* [Required work]
Repeat the listing in full, word for word.

<<<<

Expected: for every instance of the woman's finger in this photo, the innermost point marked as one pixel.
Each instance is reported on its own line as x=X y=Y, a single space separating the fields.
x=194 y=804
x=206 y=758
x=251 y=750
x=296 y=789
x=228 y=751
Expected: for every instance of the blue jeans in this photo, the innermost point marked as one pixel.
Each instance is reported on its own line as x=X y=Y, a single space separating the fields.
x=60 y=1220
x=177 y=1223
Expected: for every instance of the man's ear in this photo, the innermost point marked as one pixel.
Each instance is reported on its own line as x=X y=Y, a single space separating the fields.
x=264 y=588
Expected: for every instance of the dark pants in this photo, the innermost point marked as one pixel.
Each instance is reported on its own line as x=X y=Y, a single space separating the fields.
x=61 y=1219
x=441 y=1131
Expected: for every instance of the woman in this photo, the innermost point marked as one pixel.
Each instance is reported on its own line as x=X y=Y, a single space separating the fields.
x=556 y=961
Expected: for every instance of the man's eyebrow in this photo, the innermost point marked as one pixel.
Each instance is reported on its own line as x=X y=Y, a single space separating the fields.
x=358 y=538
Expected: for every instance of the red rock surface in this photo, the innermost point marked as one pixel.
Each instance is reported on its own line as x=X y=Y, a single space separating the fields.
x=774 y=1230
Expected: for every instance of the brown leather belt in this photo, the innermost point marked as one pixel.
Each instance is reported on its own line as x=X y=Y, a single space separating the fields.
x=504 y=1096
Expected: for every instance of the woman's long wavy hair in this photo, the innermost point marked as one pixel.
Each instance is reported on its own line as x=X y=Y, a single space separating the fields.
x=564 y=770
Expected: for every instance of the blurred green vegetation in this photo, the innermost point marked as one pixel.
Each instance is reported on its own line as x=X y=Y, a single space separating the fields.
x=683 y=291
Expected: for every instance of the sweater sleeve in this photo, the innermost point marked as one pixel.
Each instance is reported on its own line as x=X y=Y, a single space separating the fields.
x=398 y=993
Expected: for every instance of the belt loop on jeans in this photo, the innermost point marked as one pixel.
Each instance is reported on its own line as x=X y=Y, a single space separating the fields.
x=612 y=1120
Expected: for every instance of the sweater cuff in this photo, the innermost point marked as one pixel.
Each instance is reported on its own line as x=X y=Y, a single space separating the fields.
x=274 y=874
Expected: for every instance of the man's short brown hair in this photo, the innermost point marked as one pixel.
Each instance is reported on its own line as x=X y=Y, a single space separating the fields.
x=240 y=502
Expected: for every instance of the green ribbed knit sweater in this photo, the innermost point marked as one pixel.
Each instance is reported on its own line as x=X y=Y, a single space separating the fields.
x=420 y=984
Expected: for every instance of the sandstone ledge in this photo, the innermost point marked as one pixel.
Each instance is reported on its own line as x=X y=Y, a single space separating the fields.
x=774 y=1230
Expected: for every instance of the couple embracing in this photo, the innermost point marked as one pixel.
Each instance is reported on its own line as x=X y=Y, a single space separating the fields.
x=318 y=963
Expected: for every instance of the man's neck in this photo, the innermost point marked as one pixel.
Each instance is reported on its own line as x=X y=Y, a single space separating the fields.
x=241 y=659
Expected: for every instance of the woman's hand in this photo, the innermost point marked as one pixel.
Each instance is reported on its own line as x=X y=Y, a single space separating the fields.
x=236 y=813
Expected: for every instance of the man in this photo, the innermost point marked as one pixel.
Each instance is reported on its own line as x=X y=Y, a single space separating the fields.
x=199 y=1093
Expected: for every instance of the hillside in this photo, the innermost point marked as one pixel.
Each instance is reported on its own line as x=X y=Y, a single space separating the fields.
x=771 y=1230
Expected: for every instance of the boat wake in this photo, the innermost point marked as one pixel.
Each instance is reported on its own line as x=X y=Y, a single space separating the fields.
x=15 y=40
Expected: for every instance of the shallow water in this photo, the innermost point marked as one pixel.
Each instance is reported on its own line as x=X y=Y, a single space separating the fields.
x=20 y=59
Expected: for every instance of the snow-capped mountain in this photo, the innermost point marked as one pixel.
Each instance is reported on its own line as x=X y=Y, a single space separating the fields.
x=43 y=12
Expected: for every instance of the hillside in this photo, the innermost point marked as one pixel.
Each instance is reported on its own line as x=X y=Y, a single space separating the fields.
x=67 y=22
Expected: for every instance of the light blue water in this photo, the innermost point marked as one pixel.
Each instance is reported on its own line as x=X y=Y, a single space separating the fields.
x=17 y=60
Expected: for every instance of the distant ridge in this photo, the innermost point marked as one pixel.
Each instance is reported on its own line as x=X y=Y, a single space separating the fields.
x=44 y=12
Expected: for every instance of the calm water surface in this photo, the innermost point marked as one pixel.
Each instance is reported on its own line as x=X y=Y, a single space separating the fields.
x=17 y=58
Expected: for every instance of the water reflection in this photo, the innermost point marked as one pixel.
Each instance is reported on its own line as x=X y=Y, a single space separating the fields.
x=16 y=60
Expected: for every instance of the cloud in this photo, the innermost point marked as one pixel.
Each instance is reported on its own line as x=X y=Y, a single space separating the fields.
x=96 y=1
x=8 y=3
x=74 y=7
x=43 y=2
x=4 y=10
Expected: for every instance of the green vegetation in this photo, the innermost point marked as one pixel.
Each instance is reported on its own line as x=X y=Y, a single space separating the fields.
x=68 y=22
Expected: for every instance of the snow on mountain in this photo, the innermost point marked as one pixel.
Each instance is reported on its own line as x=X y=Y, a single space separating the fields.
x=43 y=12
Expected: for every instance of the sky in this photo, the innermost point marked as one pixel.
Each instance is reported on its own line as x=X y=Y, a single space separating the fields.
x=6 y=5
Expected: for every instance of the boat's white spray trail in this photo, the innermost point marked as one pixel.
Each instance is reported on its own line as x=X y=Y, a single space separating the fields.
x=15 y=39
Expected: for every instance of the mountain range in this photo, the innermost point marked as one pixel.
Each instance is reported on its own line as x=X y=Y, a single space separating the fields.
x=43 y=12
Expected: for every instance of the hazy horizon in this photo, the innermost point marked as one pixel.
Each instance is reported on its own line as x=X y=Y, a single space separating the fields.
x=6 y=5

>>>>

* [Solution to the problem]
Expected: for every instance of the woman's finger in this photo, the innermost point marked as one pixel.
Each instance is reported on its own line as x=X y=Y, a single space separating the fields.
x=194 y=804
x=206 y=758
x=251 y=750
x=296 y=789
x=228 y=751
Expected: for every instance of the blue jeans in this photo, the innermost point marked as one pixel.
Each instance is reported on its own line as x=X y=Y, a single space separating the fields.
x=60 y=1220
x=177 y=1223
Expected: for every instance of the man's ear in this photo, the innermost point marked as one pixel.
Each instance is reported on its own line as x=X y=Y, a single space separating the fields.
x=264 y=588
Expected: for every instance of the dark pants in this photo, the innermost point marked as one pixel.
Each instance is reported on its own line as x=X y=Y, a single space separating the fields.
x=61 y=1219
x=441 y=1131
Expected: for every instance of the woman in this photo, the innermost point marked as one pixel.
Each instance is reported on its own line as x=X y=Y, a single space separating the fields.
x=556 y=961
Expected: for every instance of the man's eyebrow in this photo, the innermost point marked as one pixel.
Each instance is reported on its own line as x=X y=Y, a single space separating the fields.
x=358 y=538
Expected: for every instance of the red rock surface in this photo, the innermost point marked as one pixel.
Each instance is reported on its own line as x=X y=Y, a single space separating the fields.
x=774 y=1230
Expected: for every instance of the brown leather belt in this photo, the innermost point marked as one pixel.
Each instance is reported on its own line as x=X y=Y, a single space separating the fields.
x=504 y=1096
Expected: for every instance of the woman's long wavy hair in this photo, the innermost point marked as one pixel.
Each instance is reported on its own line as x=X y=Y, a single space separating the fields.
x=564 y=770
Expected: for every instance of the blurred green vegetation in this photo, the innermost point marked as one pixel.
Each instance is reported on its own line as x=X y=Y, a single space separating the fields.
x=683 y=291
Expected: for every instance of the sweater sleeve in this photo, the innermost point marked as one pixel.
Each instance is reported on its own line as x=X y=Y, a single space separating the fields.
x=398 y=993
Expected: for every instance of the belt loop on jeans in this photo, the innermost point marked as one pixel.
Each instance is reported on its own line as x=X y=Y, a single space separating the fields.
x=612 y=1120
Expected: for every instance of the sweater cuff in this photo, the innermost point marked as one pixel.
Each instance is reported on its own line as x=X y=Y, a single space separating the fields.
x=274 y=874
Expected: for every instance of the man's short brown hair in this photo, the innermost point marked as one pixel.
Each instance is reported on its own line as x=X y=Y, a single space separating the fields.
x=240 y=502
Expected: for every instance of the green ribbed knit sweater in this photo, the innermost point marked as one pixel.
Each instance is reported on its own line as x=X y=Y, a single space separating the fields.
x=420 y=984
Expected: for every instance of the sandstone ledge in this photo, the innermost point marked as one pixel.
Each instance is reported on its own line as x=X y=Y, a single space separating the fields.
x=774 y=1230
Expected: for every instance of the couple embracing in this photo, the innermost point marked as one pixel.
Each instance is reported on its own line as x=X y=Y, a single space separating the fields.
x=318 y=963
Expected: for every instance of the man's neck in this photo, the innermost point marked as one pixel.
Each instance is reported on its own line as x=X y=Y, a single space separating the fields.
x=241 y=659
Expected: for every instance of the woman's hand in this photo, the innermost point marked as one pixel.
Each instance is reported on its own line as x=X y=Y, a single space separating the fields.
x=236 y=813
Expected: for every instance of the man in this photo, the innermost point marked as one pixel.
Each instance is reported on its own line as x=X y=Y, a single space separating the fields.
x=199 y=1093
Expected: for every instance of the hillside in this photo, the innermost point marked as one pixel.
Each instance is reported on its own line as x=X y=Y, a single space separating the fields.
x=771 y=1230
Expected: for every instance of the boat wake in this photo, the innermost point marked as one pixel.
Each instance is reported on its own line as x=X y=Y, a single space separating the fields.
x=15 y=40
Expected: for every instance of the shallow water in this photo, the innermost point marked as one pixel.
Each instance is reported on its own line as x=X y=Y, a single space separating the fields.
x=20 y=59
Expected: for every instance of the snow-capped mountain in this photo, the innermost point marked as one pixel.
Each instance is reported on its own line as x=X y=Y, a single space separating the fields.
x=43 y=12
Expected: for every instance of the hillside in this photo, the innermost point marked as one pixel.
Each instance is reported on its own line as x=X y=Y, a single space separating the fields.
x=67 y=22
Expected: for every instance of the light blue water in this photo, the innermost point marked as one pixel.
Each instance is reported on its own line as x=X y=Y, a single space separating the fields.
x=17 y=60
Expected: for every instance of the distant ridge in this photo, the innermost point marked as one pixel.
Each instance is reported on its own line as x=X y=Y, a single space separating the fields.
x=44 y=12
Expected: for every instance of the calm water surface in this photo, the innermost point marked as one pixel.
Each instance is reported on its own line as x=X y=Y, a single space separating the fields.
x=17 y=58
Expected: for every instance of the water reflection in this photo, the innermost point marked as one pixel.
Each instance is reported on its own line as x=X y=Y, a single space separating the fields.
x=16 y=60
Expected: for every instance of the cloud in this photo, the innermost point marked as one pixel.
Each instance is reported on its own line as x=X y=Y, a single space separating the fields.
x=96 y=1
x=8 y=3
x=74 y=7
x=43 y=2
x=4 y=10
Expected: for every instance of the green vegetation in this photo, the innermost point marked as one pixel.
Each instance is reported on its own line as x=X y=Y, a single space separating the fields.
x=68 y=22
Expected: for every instance of the snow on mountain in this photo, the innermost point marked as one pixel.
Each instance is reported on its own line as x=X y=Y, a single space separating the fields.
x=43 y=12
Expected: for every instance of the sky in this photo, the innermost point marked as one pixel.
Each instance is reported on its own line as x=X y=Y, a single space separating the fields.
x=6 y=5
Expected: for every instance of the boat's white spray trail in this photo, the innermost point marked as one pixel.
Each instance is reported on its own line as x=X y=Y, a single space separating the fields.
x=15 y=39
Expected: for every instance of the mountain range in this photo, the innermost point marked as one pixel.
Each instance is reported on its own line as x=X y=Y, a single space separating the fields.
x=43 y=12
Expected: for every instance of the hazy horizon in this photo, the innermost point marked as one pixel.
Each instance is reported on its own line as x=X y=Y, a single space separating the fields.
x=6 y=5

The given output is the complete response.